§ **Given exercise**: Output the lines verbatim, from the first one down through the line containing "81 73 L 80 69", both ends included. Leave the pictures out.

§ **Data for this exercise**:
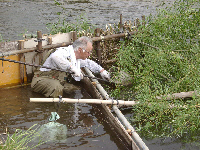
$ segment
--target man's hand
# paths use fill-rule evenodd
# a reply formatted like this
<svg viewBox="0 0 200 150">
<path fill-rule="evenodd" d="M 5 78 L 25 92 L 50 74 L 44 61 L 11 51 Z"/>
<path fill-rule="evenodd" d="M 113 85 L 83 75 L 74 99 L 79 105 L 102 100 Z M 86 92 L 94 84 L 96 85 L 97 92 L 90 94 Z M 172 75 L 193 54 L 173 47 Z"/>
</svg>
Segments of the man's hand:
<svg viewBox="0 0 200 150">
<path fill-rule="evenodd" d="M 81 73 L 80 69 L 77 69 L 76 67 L 71 67 L 71 72 L 75 77 L 80 77 L 81 79 L 83 79 L 83 74 Z"/>
<path fill-rule="evenodd" d="M 102 72 L 100 73 L 100 75 L 101 75 L 101 77 L 102 77 L 104 80 L 110 81 L 110 73 L 107 72 L 106 70 L 102 71 Z"/>
</svg>

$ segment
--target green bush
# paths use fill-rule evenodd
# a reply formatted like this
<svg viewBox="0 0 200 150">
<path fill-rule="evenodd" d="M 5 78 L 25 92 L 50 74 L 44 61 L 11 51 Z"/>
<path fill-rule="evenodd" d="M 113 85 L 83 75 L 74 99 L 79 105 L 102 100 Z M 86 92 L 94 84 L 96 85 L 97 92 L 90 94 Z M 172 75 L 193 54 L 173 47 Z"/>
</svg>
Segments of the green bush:
<svg viewBox="0 0 200 150">
<path fill-rule="evenodd" d="M 197 8 L 195 7 L 197 6 Z M 132 123 L 145 137 L 199 137 L 200 98 L 158 100 L 156 96 L 200 91 L 199 0 L 176 1 L 149 16 L 132 40 L 122 43 L 117 66 L 133 78 L 131 86 L 116 85 L 114 97 L 140 103 Z"/>
<path fill-rule="evenodd" d="M 0 137 L 0 150 L 13 150 L 13 149 L 26 149 L 26 150 L 31 150 L 35 149 L 39 145 L 45 143 L 45 142 L 39 142 L 30 145 L 32 141 L 36 137 L 40 137 L 41 135 L 37 132 L 37 129 L 33 129 L 34 126 L 30 127 L 26 131 L 22 131 L 17 129 L 14 134 L 10 136 L 10 134 L 7 134 L 7 138 L 5 141 L 1 141 Z M 0 134 L 1 135 L 1 134 Z M 2 138 L 4 140 L 4 138 Z"/>
</svg>

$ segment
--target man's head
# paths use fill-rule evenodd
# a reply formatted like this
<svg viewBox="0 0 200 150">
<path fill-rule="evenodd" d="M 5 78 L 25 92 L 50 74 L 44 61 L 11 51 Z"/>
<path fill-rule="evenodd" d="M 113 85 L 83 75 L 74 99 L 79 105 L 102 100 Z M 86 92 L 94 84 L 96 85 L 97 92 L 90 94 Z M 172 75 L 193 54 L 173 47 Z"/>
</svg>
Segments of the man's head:
<svg viewBox="0 0 200 150">
<path fill-rule="evenodd" d="M 76 59 L 86 59 L 92 52 L 92 40 L 86 36 L 82 36 L 73 43 L 73 49 Z"/>
</svg>

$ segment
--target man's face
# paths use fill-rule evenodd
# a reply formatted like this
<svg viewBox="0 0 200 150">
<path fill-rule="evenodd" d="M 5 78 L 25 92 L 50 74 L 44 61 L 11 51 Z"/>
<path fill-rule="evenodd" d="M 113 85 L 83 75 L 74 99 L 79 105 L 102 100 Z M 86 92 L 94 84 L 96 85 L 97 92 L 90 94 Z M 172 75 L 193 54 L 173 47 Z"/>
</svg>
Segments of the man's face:
<svg viewBox="0 0 200 150">
<path fill-rule="evenodd" d="M 83 60 L 85 60 L 86 58 L 88 58 L 90 56 L 90 54 L 92 53 L 92 43 L 88 42 L 87 43 L 87 48 L 86 49 L 82 49 L 81 51 L 81 57 Z"/>
</svg>

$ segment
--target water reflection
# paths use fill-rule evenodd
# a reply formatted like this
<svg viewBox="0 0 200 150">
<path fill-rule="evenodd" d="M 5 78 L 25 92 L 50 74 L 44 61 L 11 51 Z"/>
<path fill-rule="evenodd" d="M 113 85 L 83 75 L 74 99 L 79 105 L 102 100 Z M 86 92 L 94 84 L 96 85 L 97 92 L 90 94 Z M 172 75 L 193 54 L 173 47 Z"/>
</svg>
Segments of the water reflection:
<svg viewBox="0 0 200 150">
<path fill-rule="evenodd" d="M 99 120 L 93 106 L 87 104 L 66 104 L 61 103 L 59 109 L 55 103 L 30 103 L 31 97 L 43 97 L 43 95 L 34 93 L 30 87 L 21 87 L 14 89 L 0 89 L 0 133 L 8 129 L 10 134 L 15 129 L 27 130 L 34 124 L 39 126 L 49 123 L 51 112 L 58 111 L 60 119 L 59 125 L 64 125 L 63 134 L 55 138 L 51 130 L 45 129 L 44 134 L 53 137 L 54 141 L 49 141 L 41 145 L 40 149 L 124 149 L 118 147 L 117 142 L 112 139 L 110 131 L 106 131 L 104 118 Z M 90 98 L 85 91 L 75 91 L 71 98 Z M 59 130 L 60 131 L 60 130 Z M 62 130 L 61 130 L 62 131 Z M 43 135 L 44 135 L 43 134 Z M 55 135 L 55 134 L 54 134 Z M 60 139 L 63 137 L 62 139 Z M 47 137 L 45 138 L 45 140 Z M 32 144 L 32 143 L 31 143 Z"/>
<path fill-rule="evenodd" d="M 5 40 L 21 40 L 23 33 L 36 34 L 40 30 L 48 33 L 47 23 L 55 23 L 59 17 L 74 22 L 77 16 L 85 14 L 85 18 L 97 27 L 105 28 L 106 24 L 135 20 L 142 15 L 155 14 L 156 9 L 174 0 L 1 0 L 0 1 L 0 34 Z M 169 4 L 168 4 L 169 3 Z M 59 16 L 58 12 L 62 15 Z"/>
</svg>

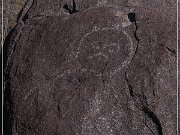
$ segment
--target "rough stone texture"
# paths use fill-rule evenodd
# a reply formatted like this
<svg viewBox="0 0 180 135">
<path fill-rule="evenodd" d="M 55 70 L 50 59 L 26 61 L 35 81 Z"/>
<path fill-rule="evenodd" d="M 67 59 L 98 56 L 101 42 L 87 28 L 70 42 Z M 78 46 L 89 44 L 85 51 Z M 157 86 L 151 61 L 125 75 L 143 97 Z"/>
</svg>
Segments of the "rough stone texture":
<svg viewBox="0 0 180 135">
<path fill-rule="evenodd" d="M 175 135 L 175 9 L 28 1 L 5 41 L 5 134 Z"/>
</svg>

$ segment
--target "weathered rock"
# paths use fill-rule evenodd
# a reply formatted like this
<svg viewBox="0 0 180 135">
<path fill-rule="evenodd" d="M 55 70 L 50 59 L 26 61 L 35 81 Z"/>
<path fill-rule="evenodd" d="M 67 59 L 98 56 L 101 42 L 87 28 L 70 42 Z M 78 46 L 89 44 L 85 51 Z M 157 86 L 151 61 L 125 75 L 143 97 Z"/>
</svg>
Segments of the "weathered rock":
<svg viewBox="0 0 180 135">
<path fill-rule="evenodd" d="M 29 1 L 5 41 L 5 134 L 176 134 L 174 6 Z"/>
</svg>

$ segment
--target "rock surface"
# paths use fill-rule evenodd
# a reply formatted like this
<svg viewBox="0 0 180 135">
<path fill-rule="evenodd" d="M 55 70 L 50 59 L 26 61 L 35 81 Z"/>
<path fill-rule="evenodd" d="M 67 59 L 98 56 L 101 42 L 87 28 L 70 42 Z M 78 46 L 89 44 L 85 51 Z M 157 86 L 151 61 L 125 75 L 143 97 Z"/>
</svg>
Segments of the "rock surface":
<svg viewBox="0 0 180 135">
<path fill-rule="evenodd" d="M 175 135 L 176 2 L 29 0 L 5 40 L 5 135 Z"/>
</svg>

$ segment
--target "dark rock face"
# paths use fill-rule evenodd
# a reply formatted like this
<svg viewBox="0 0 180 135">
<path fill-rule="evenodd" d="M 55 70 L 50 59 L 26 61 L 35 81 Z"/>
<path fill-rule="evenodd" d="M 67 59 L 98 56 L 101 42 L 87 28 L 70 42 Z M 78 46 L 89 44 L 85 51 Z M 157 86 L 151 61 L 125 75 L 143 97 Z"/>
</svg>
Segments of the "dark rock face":
<svg viewBox="0 0 180 135">
<path fill-rule="evenodd" d="M 27 2 L 5 41 L 4 134 L 176 134 L 174 7 Z"/>
</svg>

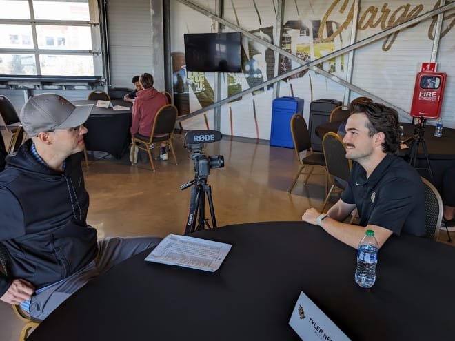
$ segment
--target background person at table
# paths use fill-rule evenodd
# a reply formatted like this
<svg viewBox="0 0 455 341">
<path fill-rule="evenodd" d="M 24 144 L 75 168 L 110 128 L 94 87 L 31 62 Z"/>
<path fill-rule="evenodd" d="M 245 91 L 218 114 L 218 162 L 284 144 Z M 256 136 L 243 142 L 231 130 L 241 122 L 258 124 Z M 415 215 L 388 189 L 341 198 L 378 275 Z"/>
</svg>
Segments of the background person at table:
<svg viewBox="0 0 455 341">
<path fill-rule="evenodd" d="M 423 185 L 417 171 L 396 155 L 401 134 L 396 111 L 379 103 L 357 104 L 346 132 L 346 157 L 355 161 L 348 185 L 327 216 L 311 208 L 302 220 L 317 223 L 354 248 L 365 227 L 374 231 L 380 247 L 392 234 L 423 236 Z M 342 223 L 356 207 L 359 225 Z"/>
<path fill-rule="evenodd" d="M 455 231 L 455 168 L 449 168 L 444 172 L 443 178 L 443 203 L 444 204 L 443 219 L 449 231 Z"/>
<path fill-rule="evenodd" d="M 126 94 L 123 96 L 123 101 L 125 101 L 125 102 L 130 102 L 132 103 L 134 102 L 134 99 L 136 99 L 137 92 L 141 90 L 142 87 L 141 86 L 141 83 L 139 83 L 139 76 L 134 76 L 131 80 L 131 83 L 132 83 L 134 85 L 135 89 L 129 94 Z"/>
<path fill-rule="evenodd" d="M 373 100 L 372 99 L 369 99 L 368 97 L 357 97 L 356 99 L 354 99 L 352 101 L 351 101 L 351 103 L 349 105 L 349 111 L 350 112 L 352 112 L 352 110 L 354 110 L 354 107 L 358 104 L 358 103 L 371 103 L 372 102 Z M 338 131 L 336 132 L 336 134 L 338 134 L 340 136 L 341 136 L 341 138 L 345 137 L 345 135 L 346 134 L 346 121 L 342 123 L 340 126 L 338 127 Z"/>
<path fill-rule="evenodd" d="M 134 100 L 130 132 L 132 140 L 134 136 L 143 140 L 148 140 L 152 134 L 155 115 L 160 107 L 168 104 L 168 99 L 165 94 L 153 87 L 153 76 L 150 74 L 141 74 L 139 83 L 143 90 L 137 93 Z M 166 145 L 161 143 L 161 145 L 160 158 L 168 160 Z M 135 160 L 137 160 L 137 157 Z"/>
<path fill-rule="evenodd" d="M 82 124 L 92 107 L 55 94 L 30 97 L 19 116 L 31 138 L 0 172 L 0 246 L 8 259 L 0 300 L 31 299 L 30 313 L 40 320 L 90 279 L 161 240 L 97 241 L 87 225 L 89 198 L 76 154 L 83 149 Z"/>
</svg>

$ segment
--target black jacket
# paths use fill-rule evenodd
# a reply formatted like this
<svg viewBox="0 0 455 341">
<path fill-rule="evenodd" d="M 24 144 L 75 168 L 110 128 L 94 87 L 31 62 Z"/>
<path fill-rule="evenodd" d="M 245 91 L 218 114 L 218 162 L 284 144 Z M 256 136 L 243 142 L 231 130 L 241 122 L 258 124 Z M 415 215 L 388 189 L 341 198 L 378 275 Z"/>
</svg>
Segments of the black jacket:
<svg viewBox="0 0 455 341">
<path fill-rule="evenodd" d="M 57 282 L 94 258 L 96 230 L 87 225 L 88 194 L 79 156 L 63 172 L 36 159 L 26 141 L 6 158 L 0 172 L 0 242 L 8 254 L 8 277 L 0 273 L 0 296 L 14 278 L 37 288 Z"/>
</svg>

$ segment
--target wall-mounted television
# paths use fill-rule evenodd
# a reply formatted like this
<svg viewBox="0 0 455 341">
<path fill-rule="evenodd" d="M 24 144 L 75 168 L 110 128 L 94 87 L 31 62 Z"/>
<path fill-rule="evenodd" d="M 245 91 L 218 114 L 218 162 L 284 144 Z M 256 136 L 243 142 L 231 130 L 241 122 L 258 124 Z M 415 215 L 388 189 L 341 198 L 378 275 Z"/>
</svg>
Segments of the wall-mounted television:
<svg viewBox="0 0 455 341">
<path fill-rule="evenodd" d="M 187 71 L 241 71 L 241 34 L 191 33 L 184 39 Z"/>
</svg>

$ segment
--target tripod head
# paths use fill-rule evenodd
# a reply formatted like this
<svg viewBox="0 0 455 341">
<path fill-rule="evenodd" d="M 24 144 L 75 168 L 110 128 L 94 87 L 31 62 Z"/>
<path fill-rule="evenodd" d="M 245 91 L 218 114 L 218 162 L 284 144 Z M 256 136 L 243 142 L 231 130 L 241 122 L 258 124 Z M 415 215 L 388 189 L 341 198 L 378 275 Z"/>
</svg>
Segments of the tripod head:
<svg viewBox="0 0 455 341">
<path fill-rule="evenodd" d="M 224 167 L 224 157 L 222 155 L 208 156 L 202 149 L 204 142 L 214 142 L 221 140 L 221 133 L 216 130 L 193 130 L 186 134 L 185 141 L 188 150 L 191 153 L 191 158 L 194 161 L 194 180 L 188 181 L 180 187 L 180 189 L 183 190 L 192 186 L 188 218 L 185 225 L 185 234 L 203 229 L 204 226 L 211 227 L 205 216 L 205 194 L 207 194 L 213 227 L 216 227 L 212 189 L 207 183 L 207 177 L 210 174 L 210 168 Z"/>
</svg>

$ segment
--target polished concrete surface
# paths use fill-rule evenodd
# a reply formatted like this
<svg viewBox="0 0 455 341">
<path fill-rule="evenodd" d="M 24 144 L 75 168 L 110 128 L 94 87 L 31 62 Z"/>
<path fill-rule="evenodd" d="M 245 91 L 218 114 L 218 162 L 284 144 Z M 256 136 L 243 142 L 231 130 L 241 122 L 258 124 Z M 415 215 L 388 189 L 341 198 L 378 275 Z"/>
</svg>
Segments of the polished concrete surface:
<svg viewBox="0 0 455 341">
<path fill-rule="evenodd" d="M 131 166 L 128 155 L 116 160 L 89 152 L 90 167 L 83 163 L 90 194 L 88 220 L 99 238 L 183 234 L 191 188 L 181 190 L 180 186 L 194 178 L 194 162 L 179 136 L 174 138 L 174 146 L 178 165 L 170 154 L 167 161 L 155 161 L 154 172 L 145 154 Z M 312 176 L 307 187 L 301 176 L 292 194 L 287 193 L 299 169 L 293 149 L 223 139 L 205 145 L 203 152 L 206 156 L 224 156 L 225 167 L 212 168 L 207 178 L 219 227 L 299 220 L 307 208 L 322 205 L 324 178 L 321 173 Z M 210 219 L 208 205 L 205 209 Z M 455 232 L 452 234 L 455 237 Z M 447 240 L 445 234 L 441 236 Z M 0 340 L 16 341 L 21 327 L 10 307 L 0 302 Z"/>
</svg>

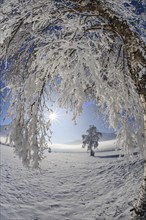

§ **Response to this exercise**:
$ segment
--target man's hand
# paths use fill-rule evenodd
# a reply formatted like this
<svg viewBox="0 0 200 150">
<path fill-rule="evenodd" d="M 5 78 L 25 92 L 50 74 L 44 61 L 11 51 Z"/>
<path fill-rule="evenodd" d="M 113 85 L 83 75 L 74 99 L 79 105 L 102 100 Z M 86 92 L 94 84 L 96 85 L 97 92 L 90 94 Z M 172 75 L 193 54 L 173 47 Z"/>
</svg>
Segments of the man's hand:
<svg viewBox="0 0 200 150">
<path fill-rule="evenodd" d="M 81 73 L 80 69 L 77 69 L 76 67 L 71 67 L 71 72 L 75 77 L 80 77 L 81 79 L 83 79 L 83 74 Z"/>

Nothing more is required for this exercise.